◆ **STATED EXERCISE 1**
In the CIA memoir review, rewrite the paragraph beginning "I brought a copy of this memoir" more briefly, keeping its main facts.
◆ **STATED EXERCISE 2**
In the CIA memoir review, what condition was attached to selling the book publicly?
◆ **STATED EXERCISE 3**
Reproduce the stretch of the CIA memoir review from "I brought a" through "left the agency.".

◆ **QUOTED TEXT**
— Start —
What's more, so many things happened in and around Angola that each reference Stockwell makes can easily prompt research into other issues largely forgotten.
I brought a copy of this memoir along with me to California, finishing it on the plane and leaving it as a gift for my hosts. It's the memoir of a former CIA officer which concentrates primarily on the covert war the United States conducted in Angola. The author was so appalled at this and other activities conducted by our government surreptitiously and often illegally through the CIA that he left the agency.
"In my twelve years of case officering I never saw or heard of a situation in which the KGB attacked or obstructed a CIA operation." - New York, 1978 edition, p.101
"If a CIA case officer has a flat tire in the dark of night on a lonely road, he will not hesitate to accept a ride from a KGB officer - likely the two would detour to some bar for a drink together. In fact CIA and KGB officers entertain each other frequently in their homes. The CIA's files are full of mention of such relationships in almost every African station." - Ibid, p.238
An interesting deal was struck on this book, out of a U.S. Congressional hearing: The book was allowed to be sold publicly with the condition that the CIA gets the royalties! Probably more than any other book out there, this one documents how the U.S. has contributed, via lies, deceipt, and subterfuge, to geopolitical instability and the birth of wars. That's not to say the U.S. doesn't do a lot of great things too. But let's not flinch from the reality here. If you are a U.S. citizen, read this book.
[This] led me to reflect at length, on Kissinger and Colby, who had to be, if anyone was, the master chess players of American intelligence. I often told myself there must be some master plan behind our intelligence policies, someone who saw the effect today's operations would have on tomorrow's world.
As a young officer, I had thought of the division chief in those terms, presuming that everything he did, even some insane, drunken instruction that I learn an obscure African dialect, must be part of The Plan, rather the way it worked in Le Carre or Fleming's novels. Now I could see Potts wasn't "M." And Colby clearly wasn't either - he was only a disciplined, amoral bureaucrat, who fawned over the politicians and game-players on the hill. Kissinger was a half-genius perhaps, and half clown; he appeared to be the master-mind but consider his Angolan policy...
[The ambassador to Ghana] pointed out that the Soviets' national sport is chess and their foreign policy reflects an effort at long-range planning of coordinated, integrated moves, although they often play the game badly and are fiven to serious blunders. The Chinese are notorious for planning their foreign policy carefully, with moves designed to reach fruition even years beyond the lifetimes of present leaders. By contrast ... The United States is a poker player. It looks the world over, picks up whatever cards it is dealt, and plays, raising the stakes as more cards are dealt, until the hand is won or lost. Then, after a drag on the cigarette and another sip of whiskey, it looks around for the next hand to be played.
— End —
◆ **Location labeling records**
— Start —
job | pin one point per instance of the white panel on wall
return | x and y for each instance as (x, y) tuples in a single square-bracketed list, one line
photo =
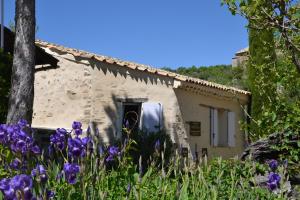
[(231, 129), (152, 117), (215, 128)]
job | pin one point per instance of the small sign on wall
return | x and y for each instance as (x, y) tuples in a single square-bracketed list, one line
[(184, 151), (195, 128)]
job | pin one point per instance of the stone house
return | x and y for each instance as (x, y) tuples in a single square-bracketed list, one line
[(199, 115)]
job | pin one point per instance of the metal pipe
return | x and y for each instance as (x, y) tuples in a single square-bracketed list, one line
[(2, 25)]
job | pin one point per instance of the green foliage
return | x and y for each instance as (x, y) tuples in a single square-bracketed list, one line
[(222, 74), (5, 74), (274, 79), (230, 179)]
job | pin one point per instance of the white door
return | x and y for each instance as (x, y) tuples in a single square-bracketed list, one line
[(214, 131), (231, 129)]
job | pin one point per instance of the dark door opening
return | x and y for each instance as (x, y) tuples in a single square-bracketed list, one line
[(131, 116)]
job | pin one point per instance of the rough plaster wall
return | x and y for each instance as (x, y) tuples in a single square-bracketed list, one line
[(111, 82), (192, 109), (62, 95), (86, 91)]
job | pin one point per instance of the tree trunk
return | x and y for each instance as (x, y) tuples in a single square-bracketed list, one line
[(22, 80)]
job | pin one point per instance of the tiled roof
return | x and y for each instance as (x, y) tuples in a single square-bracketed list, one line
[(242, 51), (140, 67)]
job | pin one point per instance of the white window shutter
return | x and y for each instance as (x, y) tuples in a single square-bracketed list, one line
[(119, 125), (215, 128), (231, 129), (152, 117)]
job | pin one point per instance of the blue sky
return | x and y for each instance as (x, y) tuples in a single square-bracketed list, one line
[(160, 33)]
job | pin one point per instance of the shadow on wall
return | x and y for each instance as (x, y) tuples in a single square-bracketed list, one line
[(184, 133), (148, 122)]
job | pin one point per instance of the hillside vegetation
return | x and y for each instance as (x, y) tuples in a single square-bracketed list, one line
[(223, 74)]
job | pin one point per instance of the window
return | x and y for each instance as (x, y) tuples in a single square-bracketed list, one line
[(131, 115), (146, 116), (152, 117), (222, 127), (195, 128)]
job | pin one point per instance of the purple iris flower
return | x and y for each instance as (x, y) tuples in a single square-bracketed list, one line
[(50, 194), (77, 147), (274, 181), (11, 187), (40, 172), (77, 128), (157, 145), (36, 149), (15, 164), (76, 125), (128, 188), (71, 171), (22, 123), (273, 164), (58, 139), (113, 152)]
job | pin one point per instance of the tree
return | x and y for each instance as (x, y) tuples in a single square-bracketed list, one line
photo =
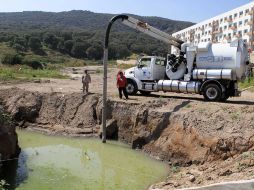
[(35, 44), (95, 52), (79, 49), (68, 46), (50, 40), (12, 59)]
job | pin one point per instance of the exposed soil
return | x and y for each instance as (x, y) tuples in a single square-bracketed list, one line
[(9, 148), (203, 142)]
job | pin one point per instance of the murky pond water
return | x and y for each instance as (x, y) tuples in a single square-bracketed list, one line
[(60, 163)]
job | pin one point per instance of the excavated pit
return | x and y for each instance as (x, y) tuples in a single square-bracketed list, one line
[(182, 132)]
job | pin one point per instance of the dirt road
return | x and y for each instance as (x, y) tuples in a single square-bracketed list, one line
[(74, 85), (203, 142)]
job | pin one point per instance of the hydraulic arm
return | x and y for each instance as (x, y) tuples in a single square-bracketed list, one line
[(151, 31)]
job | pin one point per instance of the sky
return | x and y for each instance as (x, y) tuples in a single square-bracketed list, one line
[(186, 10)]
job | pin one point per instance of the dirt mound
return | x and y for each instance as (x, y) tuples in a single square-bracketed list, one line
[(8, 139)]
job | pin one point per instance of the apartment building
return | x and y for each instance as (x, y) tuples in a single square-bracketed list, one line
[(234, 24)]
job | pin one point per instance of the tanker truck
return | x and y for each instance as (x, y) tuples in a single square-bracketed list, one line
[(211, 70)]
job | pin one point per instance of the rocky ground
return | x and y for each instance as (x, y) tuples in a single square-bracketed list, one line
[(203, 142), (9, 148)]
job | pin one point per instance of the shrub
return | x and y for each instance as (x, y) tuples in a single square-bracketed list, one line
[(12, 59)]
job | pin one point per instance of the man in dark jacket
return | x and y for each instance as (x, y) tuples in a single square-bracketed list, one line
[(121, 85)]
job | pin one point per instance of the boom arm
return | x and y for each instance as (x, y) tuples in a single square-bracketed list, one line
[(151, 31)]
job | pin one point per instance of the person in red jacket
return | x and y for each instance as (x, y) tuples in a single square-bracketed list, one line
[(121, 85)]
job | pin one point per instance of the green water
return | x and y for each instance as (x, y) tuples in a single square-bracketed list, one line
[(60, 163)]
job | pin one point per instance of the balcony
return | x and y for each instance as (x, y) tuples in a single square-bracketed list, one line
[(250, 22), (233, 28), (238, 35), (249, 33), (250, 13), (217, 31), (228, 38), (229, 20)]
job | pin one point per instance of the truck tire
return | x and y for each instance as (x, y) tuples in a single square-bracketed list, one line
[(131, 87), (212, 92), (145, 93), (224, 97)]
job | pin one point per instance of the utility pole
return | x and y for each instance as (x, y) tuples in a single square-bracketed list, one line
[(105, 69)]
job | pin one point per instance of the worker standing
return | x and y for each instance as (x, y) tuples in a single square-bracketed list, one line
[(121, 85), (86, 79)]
— End —
— Start —
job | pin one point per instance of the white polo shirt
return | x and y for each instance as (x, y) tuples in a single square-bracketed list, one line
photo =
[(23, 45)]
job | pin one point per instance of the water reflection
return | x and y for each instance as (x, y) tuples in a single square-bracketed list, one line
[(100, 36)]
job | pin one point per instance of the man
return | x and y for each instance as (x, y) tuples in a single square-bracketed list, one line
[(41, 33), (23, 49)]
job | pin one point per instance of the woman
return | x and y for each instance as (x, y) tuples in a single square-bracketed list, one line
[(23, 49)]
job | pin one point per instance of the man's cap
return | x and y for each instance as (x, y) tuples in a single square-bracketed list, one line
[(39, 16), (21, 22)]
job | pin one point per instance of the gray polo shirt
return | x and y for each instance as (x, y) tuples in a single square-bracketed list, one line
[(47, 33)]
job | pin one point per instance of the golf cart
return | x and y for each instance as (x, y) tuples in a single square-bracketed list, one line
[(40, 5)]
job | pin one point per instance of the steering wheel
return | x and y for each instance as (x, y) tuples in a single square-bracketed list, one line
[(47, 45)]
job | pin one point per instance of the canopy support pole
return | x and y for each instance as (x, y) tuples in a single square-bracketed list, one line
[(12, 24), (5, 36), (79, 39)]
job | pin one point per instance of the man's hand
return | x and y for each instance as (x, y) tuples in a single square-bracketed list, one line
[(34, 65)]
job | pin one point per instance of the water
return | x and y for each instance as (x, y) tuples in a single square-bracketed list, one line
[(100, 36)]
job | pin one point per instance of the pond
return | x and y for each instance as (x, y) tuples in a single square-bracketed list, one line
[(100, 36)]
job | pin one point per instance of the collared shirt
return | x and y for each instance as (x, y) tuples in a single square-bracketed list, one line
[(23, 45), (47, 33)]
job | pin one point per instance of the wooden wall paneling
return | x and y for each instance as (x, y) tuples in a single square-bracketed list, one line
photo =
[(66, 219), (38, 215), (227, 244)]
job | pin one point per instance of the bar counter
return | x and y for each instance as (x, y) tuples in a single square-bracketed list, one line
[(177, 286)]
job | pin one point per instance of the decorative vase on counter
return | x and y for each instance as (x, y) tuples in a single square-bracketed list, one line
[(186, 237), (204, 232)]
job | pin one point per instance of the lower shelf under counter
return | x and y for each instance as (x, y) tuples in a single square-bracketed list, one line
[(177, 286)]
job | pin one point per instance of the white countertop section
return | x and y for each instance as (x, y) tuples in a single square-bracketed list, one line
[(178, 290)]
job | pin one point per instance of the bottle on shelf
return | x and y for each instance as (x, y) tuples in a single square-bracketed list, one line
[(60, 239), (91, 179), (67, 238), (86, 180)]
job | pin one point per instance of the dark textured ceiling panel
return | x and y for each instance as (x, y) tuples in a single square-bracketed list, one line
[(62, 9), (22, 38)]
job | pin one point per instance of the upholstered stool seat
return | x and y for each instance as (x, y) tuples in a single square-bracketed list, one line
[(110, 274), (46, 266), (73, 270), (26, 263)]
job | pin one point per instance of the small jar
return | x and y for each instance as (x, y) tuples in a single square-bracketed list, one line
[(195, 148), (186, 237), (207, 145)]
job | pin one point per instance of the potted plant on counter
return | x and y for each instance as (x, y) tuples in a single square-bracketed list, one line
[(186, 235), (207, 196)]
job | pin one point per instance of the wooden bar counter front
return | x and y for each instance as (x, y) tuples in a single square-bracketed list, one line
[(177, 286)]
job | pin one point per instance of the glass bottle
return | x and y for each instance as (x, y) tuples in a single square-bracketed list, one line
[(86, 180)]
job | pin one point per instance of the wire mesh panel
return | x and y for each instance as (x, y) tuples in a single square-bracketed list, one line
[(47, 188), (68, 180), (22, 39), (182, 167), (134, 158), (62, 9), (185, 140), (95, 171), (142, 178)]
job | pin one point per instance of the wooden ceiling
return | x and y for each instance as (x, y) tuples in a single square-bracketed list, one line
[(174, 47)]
— End —
◆ **EXERCISE SOLUTION 1**
The reviewer carried the memoir to California, finished it on the plane, and left it as a gift for the hosts. Written by a former CIA officer, it focuses mainly on the covert U.S. war in Angola. The author left the agency because he was appalled by this and other secret, often illegal government activities carried out through the CIA.

◆ **EXERCISE SOLUTION 2**
The CIA would get the royalties.

◆ **EXERCISE SOLUTION 3**
I brought a copy of this memoir along with me to California, finishing it on the plane and leaving it as a gift for my hosts. It's the memoir of a former CIA officer which concentrates primarily on the covert war the United States conducted in Angola. The author was so appalled at this and other activities conducted by our government surreptitiously and often illegally through the CIA that he left the agency.